**** DOCUMENT SEGMENT

4/14/09

Diane Ravitch On Test Score Inflation And Other Nonsense

The School Reform Miracle That Wasn't

Dear Deborah,

We in New York City were treated to an amazing show in early April. A group that calls itself the "Education Equality Project" held a conference and attracted such stellar educators as Arne Duncan, Joe Biden, Newt Gingrich, Margaret Spellings, and Michelle Rhee. The conveners of the conference were New York City's Chancellor Joel Klein and the Reverend Al Sharpton. The purpose apparently was to talk about how important it is to close the achievement gap between whites/Asians and Blacks/Hispanics. On this count, no one disagrees. The problem, as ever, is how to accomplish this laudable goal.

Chancellor Klein and Reverend Sharpton (dubbed "the odd couple" by the New York City media) have the answer: more testing, merit pay, and charter schools. This combination and a willingness to knock down the teachers' unions, derided as "adult interests" whose agenda conflicts with "children's interests," are the key strategies that they believe will lift up the scores of poor and minority students and close the gap.

There was a bit of an embarrassment for the EEP a day or so after the conference concluded when columnist Juan Gonzalez of the New York Daily News published an article saying that a hedge fund in Connecticut that was interested in obtaining control of various gambling enterprises in New York State had generously contributed $500,000 to "encourage" Rev. Sharpton to get interested in improving education. It seems that the money was contributed to some group called Education Reform Now, which passed it on to Democrats for Education Reform (an advocacy group for charters, also headed by a hedge-fund zillionaire), which passed it on to the Education Equality Project or maybe directly to Reverend Sharpton's organization, the National Action Network. Being somewhat unsophisticated about how that kind of money gets passed from one hand to the next, I am not sure about the money trail, but Mr. Gonzalez nailed it.

********

** TASKS **
(1) In the letter about the New York school reform conference, translate the sentence "The problem, as ever, is how to accomplish this laudable goal." into Spanish.
(2) Go on with the letter about the New York school reform conference, starting right after its last sentence.
These records were taken from a different source than the letter.

**** ITEMS

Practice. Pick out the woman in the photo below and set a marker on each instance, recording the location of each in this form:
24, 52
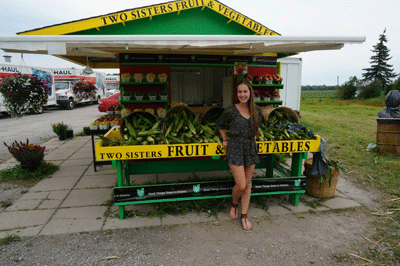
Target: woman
242, 120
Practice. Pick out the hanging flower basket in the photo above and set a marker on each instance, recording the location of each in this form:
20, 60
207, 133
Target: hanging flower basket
84, 90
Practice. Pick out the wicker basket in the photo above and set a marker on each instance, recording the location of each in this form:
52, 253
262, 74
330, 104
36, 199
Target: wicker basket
314, 187
266, 111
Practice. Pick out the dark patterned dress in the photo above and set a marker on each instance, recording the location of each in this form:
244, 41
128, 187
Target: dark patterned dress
242, 146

********

** ANSWERS TO THE EXERCISES **
(1) El problema, como siempre, es cómo lograr este loable objetivo.

(2)
What is the evidence for the formula offered by Klein and Sharpton? The great success of New York City under the reign of Mayor Bloomberg. This celebration made me think that it was time to publish a critique of the miracle of New York City. I sat down and wrote an article for The New York Times, debunking the Bloomberg-Klein claims and showing that the test scores and graduation rates have been artificially inflated. My article appeared on Friday, April 10.

Sad to say, Secretary Duncan—who likes to expostulate about the importance of data—swallowed the New York City claims without any verification. As I showed in the article, Secretary Duncan has been on a crusade to persuade the nation's urban mayors that they should follow Mayor Bloomberg's lead and they, too, can push through radical reforms without dissent. They, too, can close public schools and replace them with charter schools. They too will see great results.

The only missing piece of his argument is that New York City has not achieved great results. Instead of truly raising the graduation rates with better-prepared students, it has been gaming the system, practicing "credit recovery," whereby students get graduation credits for courses they failed or never even attended. The city further boosts the graduation rate by adding in GED students and not counting students who were discharged (many of whom were actually dropouts). As a result of all this gamesmanship, the graduation rate keeps climbing, yet 3/4 of the graduates who enter our local community colleges need to be remediated in basic skills. Remember that social promotion was eliminated? Not.

This is not improved education. It is statistical legerdemain.

Why do people swallow this swill? There are many reasons, but most of them come down to the supine media that is too lazy to check facts. And, of course, there is our complacent, compliant, and complicit State Education Department, which loves to claim victory, even when kids are learning nothing.

What a sad state of affairs.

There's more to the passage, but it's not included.